▶ [Fragmento citado]
= = = =
El autor retomó a lo largo de tres lustros la línea documental de la fotografía norteamericana de la época, que tuvo en fotógrafos como Eugene Smith o Dorothea Lange algunos de sus emblemas arquetípicos; asumió la herencia de trabajos colectivos como el de la legendaria exposición fotográfica titulada La familia del hombre, de Steichen, que le dio la vuelta al mundo y se presentó en el Palacio de Bellas Artes de la Ciudad de México en 1955; recibió la influencia gráfica de importantes revistas ilustradas, que en aquellos años experimentaron un gran auge, como la revistas Paris Match y Life, verdaderos paradigmas editoriales de este tipo de trabajos, las cuales tuvieron una importante acogida y circulación en México en aquellos años. Al mismo tiempo, consolidó una mirada propia sobre la realidad social mexicana y latinoamericana de las décadas de los cincuenta y los sesenta, incorporando las enseñanzas editoriales y la sensibilidad iconográfica de los primos Pagés y Hernández Llergo. Con todo ello, el autor elaboró un punto de vista crítico, atento a la vida de los marginados, que rebasó la formulación de estereotipos y recuperó atmósferas complejas, matices, claroscuros y personajes en situaciones concretas.
= = = =
▶ [Registros proporcionados]
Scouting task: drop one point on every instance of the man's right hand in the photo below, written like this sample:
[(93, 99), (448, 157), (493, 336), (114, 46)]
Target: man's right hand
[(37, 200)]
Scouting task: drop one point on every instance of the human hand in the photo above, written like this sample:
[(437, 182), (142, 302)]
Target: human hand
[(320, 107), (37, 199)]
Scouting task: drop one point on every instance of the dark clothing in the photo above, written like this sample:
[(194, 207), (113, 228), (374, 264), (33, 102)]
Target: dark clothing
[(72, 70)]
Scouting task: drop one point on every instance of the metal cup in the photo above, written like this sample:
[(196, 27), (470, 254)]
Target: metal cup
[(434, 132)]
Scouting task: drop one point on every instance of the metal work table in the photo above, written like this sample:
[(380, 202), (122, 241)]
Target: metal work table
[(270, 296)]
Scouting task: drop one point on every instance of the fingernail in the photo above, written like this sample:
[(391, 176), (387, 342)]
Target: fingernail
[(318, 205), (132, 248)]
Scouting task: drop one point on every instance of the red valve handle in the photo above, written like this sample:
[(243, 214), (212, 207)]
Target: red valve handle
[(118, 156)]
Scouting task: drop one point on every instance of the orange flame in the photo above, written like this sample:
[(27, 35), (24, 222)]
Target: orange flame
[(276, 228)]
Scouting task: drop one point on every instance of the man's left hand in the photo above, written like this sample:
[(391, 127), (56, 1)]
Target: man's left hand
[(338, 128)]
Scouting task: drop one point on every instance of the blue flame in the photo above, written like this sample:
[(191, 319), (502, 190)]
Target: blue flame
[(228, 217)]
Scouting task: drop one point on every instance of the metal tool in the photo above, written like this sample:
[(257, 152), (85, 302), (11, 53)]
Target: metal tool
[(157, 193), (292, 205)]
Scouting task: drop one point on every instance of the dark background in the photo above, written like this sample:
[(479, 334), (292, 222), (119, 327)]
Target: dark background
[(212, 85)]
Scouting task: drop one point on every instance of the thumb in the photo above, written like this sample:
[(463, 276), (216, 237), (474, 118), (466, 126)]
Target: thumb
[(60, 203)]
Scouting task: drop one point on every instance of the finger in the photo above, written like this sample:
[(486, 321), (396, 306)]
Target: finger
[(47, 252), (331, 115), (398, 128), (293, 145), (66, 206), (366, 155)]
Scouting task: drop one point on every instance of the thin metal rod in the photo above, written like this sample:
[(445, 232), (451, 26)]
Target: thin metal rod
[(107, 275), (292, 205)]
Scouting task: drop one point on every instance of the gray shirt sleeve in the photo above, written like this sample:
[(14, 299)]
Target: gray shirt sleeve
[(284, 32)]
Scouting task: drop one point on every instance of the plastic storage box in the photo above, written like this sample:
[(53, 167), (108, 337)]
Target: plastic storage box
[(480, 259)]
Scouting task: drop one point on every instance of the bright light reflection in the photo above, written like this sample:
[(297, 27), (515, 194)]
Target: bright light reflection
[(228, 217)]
= = = =
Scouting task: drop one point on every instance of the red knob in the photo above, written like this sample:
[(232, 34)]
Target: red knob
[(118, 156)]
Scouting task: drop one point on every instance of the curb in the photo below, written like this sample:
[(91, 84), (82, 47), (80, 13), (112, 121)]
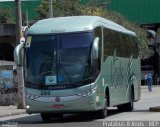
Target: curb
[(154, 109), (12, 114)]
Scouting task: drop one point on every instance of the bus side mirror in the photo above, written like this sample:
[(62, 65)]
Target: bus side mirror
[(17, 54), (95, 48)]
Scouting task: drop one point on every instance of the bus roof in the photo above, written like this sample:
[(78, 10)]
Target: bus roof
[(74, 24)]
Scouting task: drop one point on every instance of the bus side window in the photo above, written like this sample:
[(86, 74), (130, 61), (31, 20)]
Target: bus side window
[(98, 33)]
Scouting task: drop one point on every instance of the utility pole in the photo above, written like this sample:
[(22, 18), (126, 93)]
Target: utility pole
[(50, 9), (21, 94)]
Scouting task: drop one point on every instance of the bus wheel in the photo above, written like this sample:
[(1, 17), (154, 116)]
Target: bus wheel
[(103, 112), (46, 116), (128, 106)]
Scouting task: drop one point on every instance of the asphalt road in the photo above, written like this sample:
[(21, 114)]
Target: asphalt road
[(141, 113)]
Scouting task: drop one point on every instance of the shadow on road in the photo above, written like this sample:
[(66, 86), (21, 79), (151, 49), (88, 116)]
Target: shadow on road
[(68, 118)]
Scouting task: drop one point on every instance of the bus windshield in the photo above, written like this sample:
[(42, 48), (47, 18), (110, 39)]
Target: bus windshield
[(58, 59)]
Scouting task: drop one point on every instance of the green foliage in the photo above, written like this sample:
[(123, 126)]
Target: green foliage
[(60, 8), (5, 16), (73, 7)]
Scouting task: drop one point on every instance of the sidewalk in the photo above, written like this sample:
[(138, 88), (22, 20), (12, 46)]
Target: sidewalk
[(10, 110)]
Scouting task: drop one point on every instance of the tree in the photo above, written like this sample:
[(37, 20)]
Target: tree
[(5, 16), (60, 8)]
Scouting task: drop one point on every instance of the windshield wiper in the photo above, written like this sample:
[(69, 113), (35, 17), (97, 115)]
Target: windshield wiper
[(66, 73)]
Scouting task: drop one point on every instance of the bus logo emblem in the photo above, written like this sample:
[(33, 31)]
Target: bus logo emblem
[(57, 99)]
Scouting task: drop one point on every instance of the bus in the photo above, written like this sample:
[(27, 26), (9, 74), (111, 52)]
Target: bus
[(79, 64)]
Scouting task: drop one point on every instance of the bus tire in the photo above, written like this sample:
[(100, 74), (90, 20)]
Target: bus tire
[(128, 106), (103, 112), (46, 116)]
= = = =
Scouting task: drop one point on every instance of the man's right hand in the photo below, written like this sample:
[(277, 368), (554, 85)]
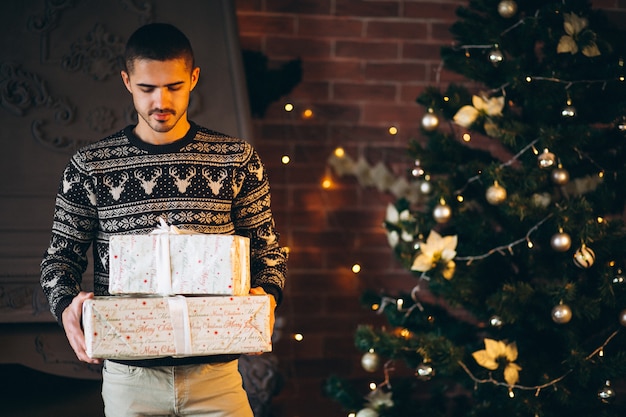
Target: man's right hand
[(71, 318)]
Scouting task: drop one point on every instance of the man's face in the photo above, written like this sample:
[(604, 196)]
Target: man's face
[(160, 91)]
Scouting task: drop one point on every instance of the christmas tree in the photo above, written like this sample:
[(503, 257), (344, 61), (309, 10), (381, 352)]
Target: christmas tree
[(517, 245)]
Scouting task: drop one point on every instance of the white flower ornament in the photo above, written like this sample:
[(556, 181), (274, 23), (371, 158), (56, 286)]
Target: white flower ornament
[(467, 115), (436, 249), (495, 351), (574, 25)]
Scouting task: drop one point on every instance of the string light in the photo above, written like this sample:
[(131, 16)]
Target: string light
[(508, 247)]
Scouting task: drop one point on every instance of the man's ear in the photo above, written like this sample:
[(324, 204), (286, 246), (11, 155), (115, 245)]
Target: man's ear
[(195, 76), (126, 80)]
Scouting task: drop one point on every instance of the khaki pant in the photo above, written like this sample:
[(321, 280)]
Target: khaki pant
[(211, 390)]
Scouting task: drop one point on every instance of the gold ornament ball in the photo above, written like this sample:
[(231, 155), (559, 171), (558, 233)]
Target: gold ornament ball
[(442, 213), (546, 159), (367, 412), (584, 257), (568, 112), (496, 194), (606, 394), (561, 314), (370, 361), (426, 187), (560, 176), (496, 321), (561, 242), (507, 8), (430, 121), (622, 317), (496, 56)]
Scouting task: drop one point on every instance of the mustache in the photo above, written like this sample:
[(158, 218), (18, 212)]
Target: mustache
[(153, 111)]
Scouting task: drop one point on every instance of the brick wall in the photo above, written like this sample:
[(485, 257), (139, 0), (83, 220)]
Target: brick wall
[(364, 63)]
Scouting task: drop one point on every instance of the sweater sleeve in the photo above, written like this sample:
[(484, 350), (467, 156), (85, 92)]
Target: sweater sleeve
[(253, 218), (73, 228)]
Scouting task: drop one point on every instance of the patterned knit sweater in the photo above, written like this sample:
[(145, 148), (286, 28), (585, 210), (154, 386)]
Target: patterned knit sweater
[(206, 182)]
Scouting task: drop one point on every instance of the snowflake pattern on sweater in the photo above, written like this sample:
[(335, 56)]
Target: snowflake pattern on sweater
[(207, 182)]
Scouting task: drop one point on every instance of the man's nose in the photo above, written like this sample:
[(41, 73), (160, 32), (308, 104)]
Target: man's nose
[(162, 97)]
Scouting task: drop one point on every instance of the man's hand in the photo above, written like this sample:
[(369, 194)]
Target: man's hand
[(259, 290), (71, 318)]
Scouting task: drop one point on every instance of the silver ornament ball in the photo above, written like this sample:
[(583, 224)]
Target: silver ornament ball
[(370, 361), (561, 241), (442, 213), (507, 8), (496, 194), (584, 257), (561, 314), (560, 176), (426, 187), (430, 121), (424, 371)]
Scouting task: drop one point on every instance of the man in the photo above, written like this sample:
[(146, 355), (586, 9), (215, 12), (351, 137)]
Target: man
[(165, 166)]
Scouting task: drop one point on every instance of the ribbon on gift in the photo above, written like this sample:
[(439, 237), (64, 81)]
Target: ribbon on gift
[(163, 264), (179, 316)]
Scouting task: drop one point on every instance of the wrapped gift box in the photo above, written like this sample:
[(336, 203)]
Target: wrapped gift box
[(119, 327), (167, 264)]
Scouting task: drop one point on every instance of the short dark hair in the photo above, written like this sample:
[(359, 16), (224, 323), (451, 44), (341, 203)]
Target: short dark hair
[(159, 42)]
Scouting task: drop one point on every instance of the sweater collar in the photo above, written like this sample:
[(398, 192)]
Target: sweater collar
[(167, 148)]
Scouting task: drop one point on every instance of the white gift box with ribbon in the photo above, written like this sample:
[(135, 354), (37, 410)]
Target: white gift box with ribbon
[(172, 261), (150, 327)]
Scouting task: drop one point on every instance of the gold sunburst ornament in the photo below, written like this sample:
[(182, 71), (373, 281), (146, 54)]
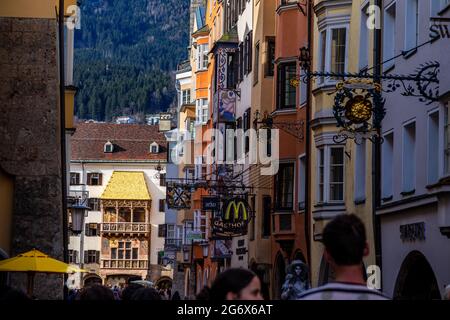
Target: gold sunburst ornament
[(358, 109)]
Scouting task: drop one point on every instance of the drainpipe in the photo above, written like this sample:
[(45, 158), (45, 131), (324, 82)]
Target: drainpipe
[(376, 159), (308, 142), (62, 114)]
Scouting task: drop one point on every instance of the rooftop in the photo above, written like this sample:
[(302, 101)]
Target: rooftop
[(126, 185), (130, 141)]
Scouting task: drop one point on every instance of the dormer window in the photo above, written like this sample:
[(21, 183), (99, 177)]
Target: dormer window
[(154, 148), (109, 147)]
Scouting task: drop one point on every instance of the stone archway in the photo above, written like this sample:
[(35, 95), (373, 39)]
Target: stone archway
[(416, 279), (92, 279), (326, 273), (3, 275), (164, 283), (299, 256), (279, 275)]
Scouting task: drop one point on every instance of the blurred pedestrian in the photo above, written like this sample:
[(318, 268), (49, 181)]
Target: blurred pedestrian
= = = =
▶ [Lo que se pide] Prosigue el fragmento sobre la trayectoria fotográfica del autor a partir de su última oración. Los registros no intervienen en esto.

▶ [Resultado del ejercicio]
Las crónicas y reportajes fotográficos de Moya permiten reconocer la mirada de un autor que recupera al ser humano en distintos contextos: sujetos perplejos ante la modernidad o que se resisten ante los excesos del poder y son reprimidos por el hecho de disentir y exigir un estado de derecho o personajes que observan confiados a la cámara y la interrogan con complicidad infantil o que miran hacia dentro de sí mismos y se entregan a introspecciones oníricas. Algunas veces el olfato periodístico da la pauta al ensayo y la reflexión; en otras ocasiones se impone el punto de vista narrativo del cazador de imágenes en busca del instante decisivo bressoniano. En todos los casos puede apreciarse el trasfondo de un periodismo de investigación que se apoya en el bagaje de un poco más de una década de trabajo y con base en ello pre-visualiza, compone y encuadra sus imágenes de acuerdo con una lectura crítica de la realidad.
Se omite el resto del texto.